++++ Text section ++++

In the same way, power is an aphrodisiac for narcissists because it means that as fallen angels, narcissists devalue and punish to maintain dominance over the other. We see this devaluation in the ways in which Making America Great Again is the personification of narcissistic censure to maintain dominance. This explains the need from a small group of mainly white men, trying to protect their hold on power at the expense of a rapidly approaching doomsday scenario. The devil or narcissist is prepared to sacrifice the Garden of Eden (Earth) for transient dominance over the other. 

According to Frantz Fanon, colonialism is pathologised as narcissism. For Fanon, colonials have stunted ego development, meaning that the narcissist is incapable of ubuntu (mutual recognition between the self and other) because recognition was skewed for the narcissist. (Examples of this can be found in Black Skins, White Masks with the formation of the identity of the pied noir). Hence, the narcissist remains traumatised by the initial wound of skewed recognition. 

This recognition failure embedded in the logic of colonialism perpetuates a public mental health crisis of social narcissism. In this scenario, the narcissist uses skewed recognition to maintain power through violence. But this also hinders the pleasure of seeing the other. Thus, colonialism is determined by a lack of ubuntu. Think back to the Zelenskyy/Trump conversation in the oval office where Zelensky fails to acknowledge Trump’s authority. Trump infantilises and devalues Zelensky, highlighting the ways in which narcissistic injury displays its power through shame and humiliation.

If narcissistic logic is applied in the context of slavery, colonialism and apartheid, what we see is how the coloniality of gender becomes a vehicle for enslaved female bodies bearing the double burden of sexual and reproductive labour to ensure narcissistic supply (more bodies for the narcissist to maintain power over). This form of control over the enslaved (female) body has come to define global politics. 

From the geno/ecocides of the Democratic Republic of the Congo to Palestine, we see the deliberate devaluation of bodies in the Global South to maintain Western Imperialism. Furthermore, the displays of brutality on our screens (an indictment of our extractive consumerism leading to the conflict in the DRC), has emblazoned us in pushing back against our own fungibility by taking to the streets worldwide to oppose our subjugation. But this also means more blunt force with the rise of fascism. What we will see is more images of brutality while the narcissist’s power wanes because history has taught us that empires fall leaving a bloody mess.

++++ Extracted entries ++++

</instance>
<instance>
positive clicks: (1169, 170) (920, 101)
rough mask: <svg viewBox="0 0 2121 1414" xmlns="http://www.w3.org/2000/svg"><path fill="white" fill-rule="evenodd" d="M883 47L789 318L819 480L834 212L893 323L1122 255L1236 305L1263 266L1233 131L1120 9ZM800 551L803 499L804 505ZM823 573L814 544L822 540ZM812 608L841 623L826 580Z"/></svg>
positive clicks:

++++

• Apply what you read
**1.** Answer these questions about the text on narcissism and colonialism:
(a) According to Frantz Fanon, what is colonialism pathologised as?
(b) How does the text define ubuntu?
(c) What does the text say the devil or narcissist is prepared to sacrifice, and for what?
**2.** Resume the text on narcissism and colonialism, picking up after its final sentence.

• Task answers
**1.**
(a) Colonialism is pathologised as narcissism.
(b) Ubuntu is mutual recognition between the self and other.
(c) The devil or narcissist is prepared to sacrifice the Garden of Eden (Earth) for transient dominance over the other.

**2.**
But, for us to understand the narcissist as the fallen angel, we need to understand the vicious cycle of harm that is perpetuated when a necessary hiatus for reflection is lost. With careful analysis, we see that discard is the secondary wound of the fallen angel. Therefore, narcissistic injury remains unhealed. Thus, the Garden of Eden becomes purgatory for the devil with the fungible human becoming a victim of narcissistic injury. A healing praxis is offered as a remedy that transmutes the wound into a meaning-making moment through recognition, reflection and repair. Necessary processes that can lead to love and forgiveness. 

How does this connect to the narcissists of current geopolitics? There are two things that are happening simultaneously: 1. Israel’s Bibi Netanyahu is absconding court and ethnically cleansing Palestine and, 2. “Money. Money. Money. Is so funny in a rich man’s world”; these ABBA lyrics allude to the games that the rich play with the lives of the vulnerable. 

They make the rules by moving capital around and maintaining power over others. It is the master/slave dialectic of a capitalist business model as demonstrated by the Caribbean scholar Anton de Kom. In times like these, the only people power we have is to opt out of giving our money to these rich men who serve the war economy, thereby making us fungible while adding to their power and abuse. 

What we should be doing is focusing our resources on building solidarity, safety and connection to each other by bringing more love into this world. Especially, when we are faced with hate crimes, geno/ecocides and more state repression. Now is the time to set aside our petty political squabbles and find joy in community while resisting the narcissists.

If the war economy is driving bloated defence budgets, then trumping the last socialists out of politics with Bernie Sander and Jeremy Corbyn should make us all feel very restless and ready to push back and resist this new unfolding world order that will lead to more death and destruction. Imam Muhsin Hendricks’ life should be our guiding light in this moment with the importance of remembering the value of freedom.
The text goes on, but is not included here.